- [What the exercise asks]: Beneath this line are the data; copy exactly the part of them that opens with the line containing "the flower bouquet" and closes with the line containing "TARGET = flower arrangement", and only that part.

—————

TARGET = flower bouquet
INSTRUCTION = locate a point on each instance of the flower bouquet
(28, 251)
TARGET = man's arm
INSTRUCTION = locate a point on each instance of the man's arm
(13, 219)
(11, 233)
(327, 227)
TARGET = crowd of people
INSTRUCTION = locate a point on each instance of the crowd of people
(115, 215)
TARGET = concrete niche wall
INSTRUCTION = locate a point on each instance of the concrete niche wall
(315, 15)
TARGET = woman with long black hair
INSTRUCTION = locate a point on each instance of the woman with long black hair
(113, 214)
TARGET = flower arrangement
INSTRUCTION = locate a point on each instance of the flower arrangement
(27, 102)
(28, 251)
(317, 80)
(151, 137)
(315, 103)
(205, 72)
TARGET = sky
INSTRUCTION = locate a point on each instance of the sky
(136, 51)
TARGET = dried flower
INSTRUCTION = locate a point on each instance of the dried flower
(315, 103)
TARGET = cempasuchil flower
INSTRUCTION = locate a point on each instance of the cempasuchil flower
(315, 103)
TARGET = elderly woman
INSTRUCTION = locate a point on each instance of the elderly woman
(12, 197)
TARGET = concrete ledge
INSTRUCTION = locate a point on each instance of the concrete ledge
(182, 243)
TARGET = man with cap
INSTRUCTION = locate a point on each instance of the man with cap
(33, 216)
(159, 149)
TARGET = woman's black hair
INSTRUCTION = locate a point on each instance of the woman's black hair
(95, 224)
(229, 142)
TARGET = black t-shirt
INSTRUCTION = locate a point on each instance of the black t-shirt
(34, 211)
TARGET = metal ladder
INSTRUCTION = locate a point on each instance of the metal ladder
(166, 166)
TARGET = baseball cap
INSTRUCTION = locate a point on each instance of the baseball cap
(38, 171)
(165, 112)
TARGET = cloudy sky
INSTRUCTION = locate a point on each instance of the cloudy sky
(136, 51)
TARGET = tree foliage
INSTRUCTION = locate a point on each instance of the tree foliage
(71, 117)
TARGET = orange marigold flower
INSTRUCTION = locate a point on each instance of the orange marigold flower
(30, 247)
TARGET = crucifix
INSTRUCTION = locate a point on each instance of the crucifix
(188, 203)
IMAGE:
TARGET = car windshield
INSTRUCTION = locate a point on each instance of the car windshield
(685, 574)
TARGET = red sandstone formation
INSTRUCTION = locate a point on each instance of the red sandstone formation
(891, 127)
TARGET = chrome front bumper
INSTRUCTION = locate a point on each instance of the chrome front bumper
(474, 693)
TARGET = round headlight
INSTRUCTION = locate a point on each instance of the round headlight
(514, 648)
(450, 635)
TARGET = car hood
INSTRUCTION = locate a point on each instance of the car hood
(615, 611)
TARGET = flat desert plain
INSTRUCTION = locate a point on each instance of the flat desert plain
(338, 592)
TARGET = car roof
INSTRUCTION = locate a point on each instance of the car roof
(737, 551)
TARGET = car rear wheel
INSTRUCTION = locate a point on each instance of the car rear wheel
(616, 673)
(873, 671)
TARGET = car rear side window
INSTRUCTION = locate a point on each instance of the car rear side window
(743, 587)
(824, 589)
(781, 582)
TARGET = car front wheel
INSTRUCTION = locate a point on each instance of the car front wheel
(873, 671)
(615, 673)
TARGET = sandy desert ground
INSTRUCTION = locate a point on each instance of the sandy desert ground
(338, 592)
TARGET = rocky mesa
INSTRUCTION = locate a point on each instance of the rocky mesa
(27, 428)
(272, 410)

—————

- [Your response]:
INSTRUCTION = locate a point on each instance of the flower bouquet
(28, 251)
TARGET = man's arm
INSTRUCTION = locate a point on each instance of the man's arm
(13, 219)
(11, 233)
(327, 227)
TARGET = crowd of people
INSTRUCTION = locate a point on each instance of the crowd of people
(115, 215)
TARGET = concrete niche wall
INSTRUCTION = locate a point on each instance of the concrete niche wall
(315, 15)
TARGET = woman with long black hair
INSTRUCTION = locate a point on each instance of the woman with long black hair
(113, 214)
TARGET = flower arrangement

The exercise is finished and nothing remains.